### WHAT THIS TASK INVOLVES
Records appear below. Give all of them again, exactly.

### TASK INPUT
▼

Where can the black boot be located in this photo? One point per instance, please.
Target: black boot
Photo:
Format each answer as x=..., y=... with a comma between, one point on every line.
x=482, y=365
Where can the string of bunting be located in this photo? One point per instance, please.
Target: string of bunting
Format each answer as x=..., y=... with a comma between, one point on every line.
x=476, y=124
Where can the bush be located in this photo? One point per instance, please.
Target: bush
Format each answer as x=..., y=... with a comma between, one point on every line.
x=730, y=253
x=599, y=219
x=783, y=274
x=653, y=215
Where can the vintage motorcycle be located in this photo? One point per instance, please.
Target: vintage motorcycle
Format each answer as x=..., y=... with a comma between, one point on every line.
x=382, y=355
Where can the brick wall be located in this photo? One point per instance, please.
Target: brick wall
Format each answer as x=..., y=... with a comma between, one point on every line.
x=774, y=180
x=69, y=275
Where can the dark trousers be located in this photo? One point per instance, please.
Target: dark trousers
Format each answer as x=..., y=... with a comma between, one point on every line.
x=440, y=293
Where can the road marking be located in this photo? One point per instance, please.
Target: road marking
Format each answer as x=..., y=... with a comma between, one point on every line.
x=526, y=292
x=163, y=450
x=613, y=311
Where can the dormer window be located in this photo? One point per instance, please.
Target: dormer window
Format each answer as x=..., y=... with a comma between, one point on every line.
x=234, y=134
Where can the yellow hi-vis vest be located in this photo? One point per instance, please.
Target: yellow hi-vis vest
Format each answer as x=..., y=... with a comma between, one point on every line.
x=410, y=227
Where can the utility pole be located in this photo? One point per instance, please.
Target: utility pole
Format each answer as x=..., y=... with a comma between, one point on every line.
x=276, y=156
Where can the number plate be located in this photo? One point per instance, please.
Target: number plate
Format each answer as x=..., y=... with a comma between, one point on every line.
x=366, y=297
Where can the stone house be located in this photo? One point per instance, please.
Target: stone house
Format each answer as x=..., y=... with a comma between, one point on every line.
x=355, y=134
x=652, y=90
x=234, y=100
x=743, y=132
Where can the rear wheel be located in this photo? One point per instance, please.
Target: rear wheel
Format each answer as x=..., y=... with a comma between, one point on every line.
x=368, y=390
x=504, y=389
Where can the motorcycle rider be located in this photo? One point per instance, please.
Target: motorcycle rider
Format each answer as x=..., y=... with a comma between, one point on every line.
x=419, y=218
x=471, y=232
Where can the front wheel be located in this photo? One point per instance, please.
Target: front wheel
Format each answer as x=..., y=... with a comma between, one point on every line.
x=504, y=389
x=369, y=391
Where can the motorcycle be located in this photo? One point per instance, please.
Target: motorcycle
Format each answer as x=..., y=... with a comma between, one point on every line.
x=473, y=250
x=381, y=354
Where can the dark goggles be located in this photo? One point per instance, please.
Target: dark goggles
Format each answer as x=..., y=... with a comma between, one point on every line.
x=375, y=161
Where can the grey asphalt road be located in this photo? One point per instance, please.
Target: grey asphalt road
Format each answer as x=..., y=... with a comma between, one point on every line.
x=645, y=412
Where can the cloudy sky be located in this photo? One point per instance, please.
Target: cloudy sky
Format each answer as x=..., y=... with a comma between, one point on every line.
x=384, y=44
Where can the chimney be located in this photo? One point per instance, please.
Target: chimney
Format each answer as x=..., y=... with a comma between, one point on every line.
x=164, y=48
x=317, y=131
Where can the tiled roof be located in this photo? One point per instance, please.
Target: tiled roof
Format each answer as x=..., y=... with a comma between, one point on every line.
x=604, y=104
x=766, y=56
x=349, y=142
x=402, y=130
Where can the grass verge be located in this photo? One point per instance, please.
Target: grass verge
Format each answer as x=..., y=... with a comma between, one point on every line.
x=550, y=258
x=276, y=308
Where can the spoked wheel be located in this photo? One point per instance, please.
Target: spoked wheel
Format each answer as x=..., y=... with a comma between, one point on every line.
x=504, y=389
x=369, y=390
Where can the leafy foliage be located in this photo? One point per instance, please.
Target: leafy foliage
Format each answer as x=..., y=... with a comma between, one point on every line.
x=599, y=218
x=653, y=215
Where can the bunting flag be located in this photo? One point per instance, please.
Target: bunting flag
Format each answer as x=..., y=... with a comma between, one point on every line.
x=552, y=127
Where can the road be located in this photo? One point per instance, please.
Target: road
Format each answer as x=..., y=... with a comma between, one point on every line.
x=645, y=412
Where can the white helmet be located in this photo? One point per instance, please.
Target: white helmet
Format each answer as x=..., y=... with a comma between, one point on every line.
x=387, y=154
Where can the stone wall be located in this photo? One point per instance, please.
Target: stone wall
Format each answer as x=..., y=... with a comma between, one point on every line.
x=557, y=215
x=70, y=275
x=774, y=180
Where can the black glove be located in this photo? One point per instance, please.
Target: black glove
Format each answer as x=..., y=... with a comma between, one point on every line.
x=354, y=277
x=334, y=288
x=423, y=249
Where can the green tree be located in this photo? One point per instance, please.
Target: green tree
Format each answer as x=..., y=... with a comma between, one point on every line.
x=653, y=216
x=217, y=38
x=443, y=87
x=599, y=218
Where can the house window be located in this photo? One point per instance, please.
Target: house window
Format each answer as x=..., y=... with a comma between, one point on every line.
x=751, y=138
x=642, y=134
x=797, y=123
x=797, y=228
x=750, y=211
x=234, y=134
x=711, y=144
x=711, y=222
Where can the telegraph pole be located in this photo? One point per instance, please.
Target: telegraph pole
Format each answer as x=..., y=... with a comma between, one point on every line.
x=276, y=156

▲

### RESULT FOR THIS EXERCISE
Where can the black boot be located in this photo? One point per instance, please.
Target: black boot
Photo:
Format each answer as x=..., y=... with a comma between, one point on every line.
x=482, y=365
Where can the string of bunting be located in this photo? One point per instance, please.
Target: string of bunting
Format each answer as x=..., y=... with a comma between, one point on every line.
x=476, y=124
Where can the bush be located in this photo? One point per instance, please.
Target: bush
Format each answer as x=..., y=... with a comma between, one point on every line.
x=730, y=253
x=599, y=219
x=783, y=274
x=653, y=215
Where can the vintage motorcycle be located in this photo? One point per instance, please.
Target: vintage motorcycle
Format each answer as x=..., y=... with a comma between, one point on every line.
x=382, y=355
Where can the brick wall be located in this photo? One point per instance, please.
Target: brick wall
Format each answer as x=..., y=... with a comma between, one point on every line.
x=774, y=180
x=69, y=275
Where can the dark trousers be located in this photo? One point per instance, please.
Target: dark trousers
Format each answer as x=..., y=... with a comma between, one point on every line.
x=440, y=293
Where can the road marking be located in this photo? One point per instance, please.
Target: road marking
Format each answer as x=..., y=... with a comma between, one point on every line.
x=526, y=292
x=163, y=450
x=613, y=311
Where can the dormer window be located in this photo? One point per instance, please.
Target: dormer window
Format each answer as x=..., y=... with a comma between, one point on every line.
x=234, y=134
Where can the yellow hi-vis vest be located in this photo? One point per instance, please.
Target: yellow hi-vis vest
Format each answer as x=..., y=... with a comma between, one point on every line.
x=410, y=227
Where can the utility pole be located in this photo? One point per instance, please.
Target: utility pole
Format each answer as x=..., y=... with a comma between, one point on every line.
x=276, y=156
Where can the number plate be located in this photo? One point per instance, please.
Target: number plate
Format each answer as x=..., y=... with a comma between, one point on every line.
x=366, y=297
Where can the stone house be located in this photo? One point per instance, please.
Target: stone house
Format each answer as x=..., y=... with a comma between, one point on every line.
x=355, y=134
x=652, y=90
x=234, y=100
x=743, y=132
Where can the rear wheel be located in this photo? One point per instance, please.
Target: rear wheel
Format each answer as x=..., y=... with a comma between, one point on every line.
x=368, y=390
x=504, y=389
Where can the motorcycle rider be located in this photo? One point per instance, please.
Target: motorcycle rider
Format each answer as x=..., y=... with a comma between, one point on every line.
x=419, y=218
x=471, y=232
Where can the front wheel be located in this photo? One point per instance, please.
Target: front wheel
Format each answer as x=..., y=... with a comma between, one point on every line.
x=504, y=389
x=369, y=391
Where can the motorcycle be located in this photo? One point per instance, please.
Target: motorcycle
Format each answer as x=..., y=... with a comma between, one point on every line.
x=473, y=250
x=381, y=354
Where can the dark goggles be located in this photo? One point per instance, please.
Target: dark goggles
Format each answer as x=..., y=... with a comma between, one point on every line.
x=375, y=161
Where can the grey asphalt road be located in this photo? One point per instance, please.
Target: grey asphalt road
Format each answer as x=..., y=... with a comma between, one point on every line.
x=645, y=412
Where can the cloudy sky be located in this photo? One point per instance, please.
Target: cloudy sky
Format each answer as x=..., y=... with a comma between, one point on every line.
x=384, y=44
Where can the chimney be located in this photo? One point per instance, please.
Target: chimney
Format each answer as x=..., y=... with a comma between, one point on every line.
x=164, y=48
x=317, y=131
Where can the tiled roof be located in this photo? One point per instance, please.
Target: tiled roof
Format each answer as x=..., y=... with a comma between, one point on every line.
x=604, y=104
x=766, y=56
x=349, y=142
x=402, y=130
Where can the grass verge be located in this photo? One point per instance, please.
Target: grass verge
Format each answer as x=..., y=... with a comma between, one point on every line.
x=550, y=258
x=276, y=308
Where can the spoked wheel be located in this photo? One point per instance, please.
Target: spoked wheel
Format each answer as x=..., y=... with a comma between, one point on every line.
x=504, y=389
x=369, y=390
Where can the leafy foliage be located in this photo? One point per instance, please.
Target: leafy foliage
Format each answer as x=..., y=... with a comma between, one point on every line.
x=599, y=218
x=653, y=215
Where can the bunting flag be located in this photo? One point per instance, please.
Target: bunting flag
Format each answer as x=..., y=... with a comma between, one point on every line.
x=552, y=127
Where can the road be located in this photo? One point per instance, please.
Target: road
Format each answer as x=..., y=... with a comma between, one point on every line.
x=645, y=412
Where can the white helmet be located in this photo? One point per instance, please.
Target: white helmet
Format each answer as x=..., y=... with a comma between, one point on every line.
x=387, y=154
Where can the stone wall be located in this photo? One point per instance, please.
Target: stone wall
Format each answer as x=..., y=... with a comma between, one point on every line.
x=557, y=215
x=70, y=275
x=774, y=180
Where can the black glove be located in this photo? One point per instance, please.
Target: black glove
Format each answer as x=..., y=... with a comma between, one point on every line.
x=354, y=277
x=334, y=288
x=423, y=249
Where can the green tree be located in this photo? One point per instance, please.
Target: green tree
Format each answer as x=..., y=... with a comma between, one point on every line.
x=653, y=216
x=217, y=38
x=443, y=87
x=599, y=218
Where can the house window be located in this photo? One point per instance, please.
Target: house window
Format each answer as x=..., y=... with a comma between, one point on every line.
x=751, y=138
x=642, y=134
x=797, y=123
x=797, y=228
x=750, y=211
x=234, y=134
x=711, y=144
x=711, y=222
Where can the telegraph pole be located in this photo? One point per instance, please.
Target: telegraph pole
Format each answer as x=..., y=... with a comma between, one point on every line.
x=276, y=156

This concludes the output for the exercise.